> _TASK MATERIAL_:
◇ ◇ ◇

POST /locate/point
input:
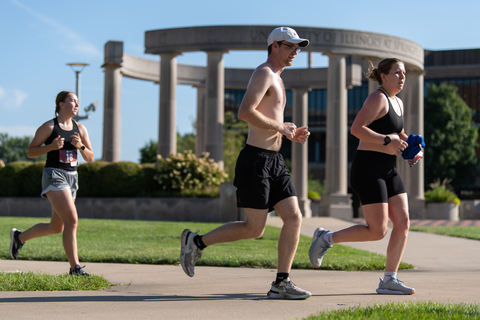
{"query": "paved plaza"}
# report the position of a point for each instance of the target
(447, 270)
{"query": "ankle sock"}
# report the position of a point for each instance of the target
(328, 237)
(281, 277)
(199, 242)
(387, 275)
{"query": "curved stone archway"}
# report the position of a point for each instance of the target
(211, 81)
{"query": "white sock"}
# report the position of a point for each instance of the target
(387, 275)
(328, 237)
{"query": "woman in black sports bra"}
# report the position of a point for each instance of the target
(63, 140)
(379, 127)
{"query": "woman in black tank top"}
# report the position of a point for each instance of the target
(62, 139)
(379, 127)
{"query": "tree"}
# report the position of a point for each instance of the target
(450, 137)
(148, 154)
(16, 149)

◇ ◇ ◇

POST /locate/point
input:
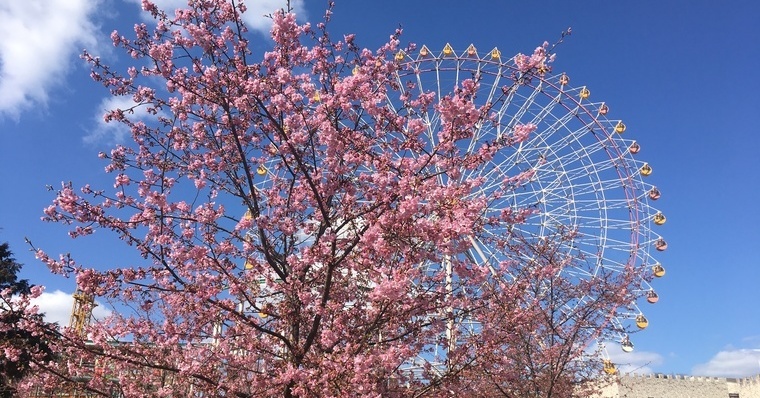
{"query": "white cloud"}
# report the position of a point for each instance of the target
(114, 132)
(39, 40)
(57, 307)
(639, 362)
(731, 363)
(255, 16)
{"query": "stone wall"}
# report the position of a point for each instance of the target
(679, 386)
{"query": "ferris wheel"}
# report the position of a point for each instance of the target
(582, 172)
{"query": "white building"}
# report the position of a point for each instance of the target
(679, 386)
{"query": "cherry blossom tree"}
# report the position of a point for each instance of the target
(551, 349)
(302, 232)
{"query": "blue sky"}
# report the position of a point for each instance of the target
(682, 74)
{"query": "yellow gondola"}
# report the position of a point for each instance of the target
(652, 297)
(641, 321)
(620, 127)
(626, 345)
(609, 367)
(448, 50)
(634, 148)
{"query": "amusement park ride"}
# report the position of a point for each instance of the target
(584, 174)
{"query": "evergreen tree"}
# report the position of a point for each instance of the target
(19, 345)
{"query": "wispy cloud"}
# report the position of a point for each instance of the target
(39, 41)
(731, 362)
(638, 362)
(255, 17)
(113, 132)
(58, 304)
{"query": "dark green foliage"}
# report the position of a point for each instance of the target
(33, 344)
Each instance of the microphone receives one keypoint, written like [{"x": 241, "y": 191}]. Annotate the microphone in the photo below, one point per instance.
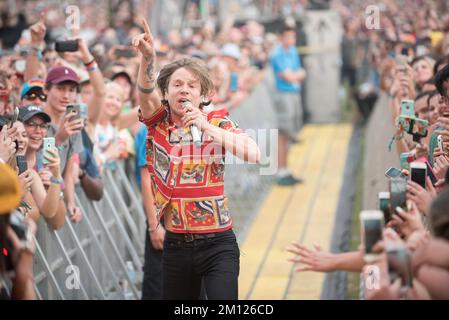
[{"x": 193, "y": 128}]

◇ ◇ ◇

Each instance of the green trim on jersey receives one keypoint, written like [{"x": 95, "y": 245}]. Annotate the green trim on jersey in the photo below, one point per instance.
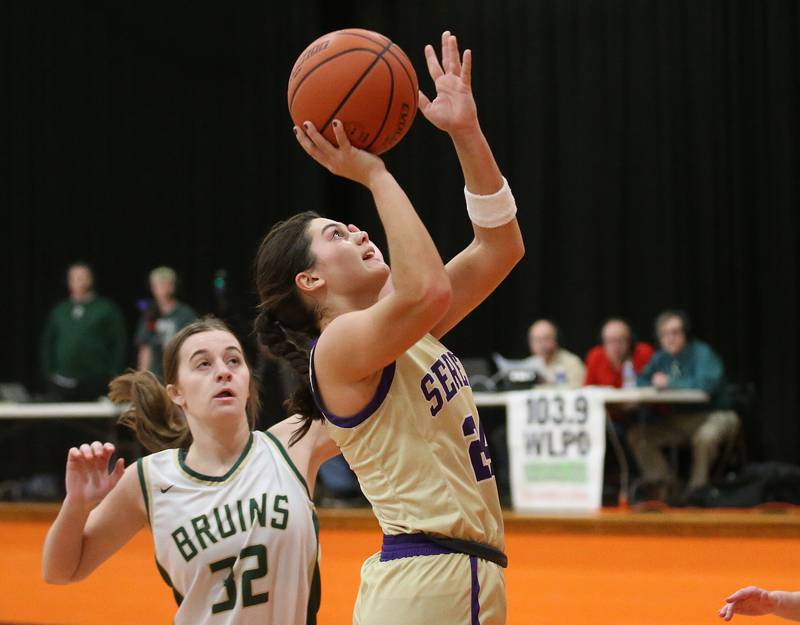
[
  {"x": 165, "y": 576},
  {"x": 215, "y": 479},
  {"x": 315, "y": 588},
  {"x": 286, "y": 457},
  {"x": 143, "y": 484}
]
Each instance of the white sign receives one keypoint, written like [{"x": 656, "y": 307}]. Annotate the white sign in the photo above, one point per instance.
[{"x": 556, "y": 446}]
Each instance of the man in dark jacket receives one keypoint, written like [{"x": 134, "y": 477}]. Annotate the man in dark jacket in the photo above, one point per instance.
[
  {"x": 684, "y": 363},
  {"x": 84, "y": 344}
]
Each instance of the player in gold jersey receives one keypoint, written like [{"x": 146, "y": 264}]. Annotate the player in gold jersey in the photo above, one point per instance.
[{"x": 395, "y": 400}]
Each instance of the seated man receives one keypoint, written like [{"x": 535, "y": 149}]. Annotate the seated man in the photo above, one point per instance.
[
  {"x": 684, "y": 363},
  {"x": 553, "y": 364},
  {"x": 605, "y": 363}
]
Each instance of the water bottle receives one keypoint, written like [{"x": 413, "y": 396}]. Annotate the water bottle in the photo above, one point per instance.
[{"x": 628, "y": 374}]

◇ ◇ ◇

> _STATED PROBLEM_:
Pull out every line of the listing above that contains the string "woman", treating uppercase and lowercase letters as different.

> _CORRECT RESPONSE_:
{"query": "woman in black sports bra"}
{"query": "woman in black tank top"}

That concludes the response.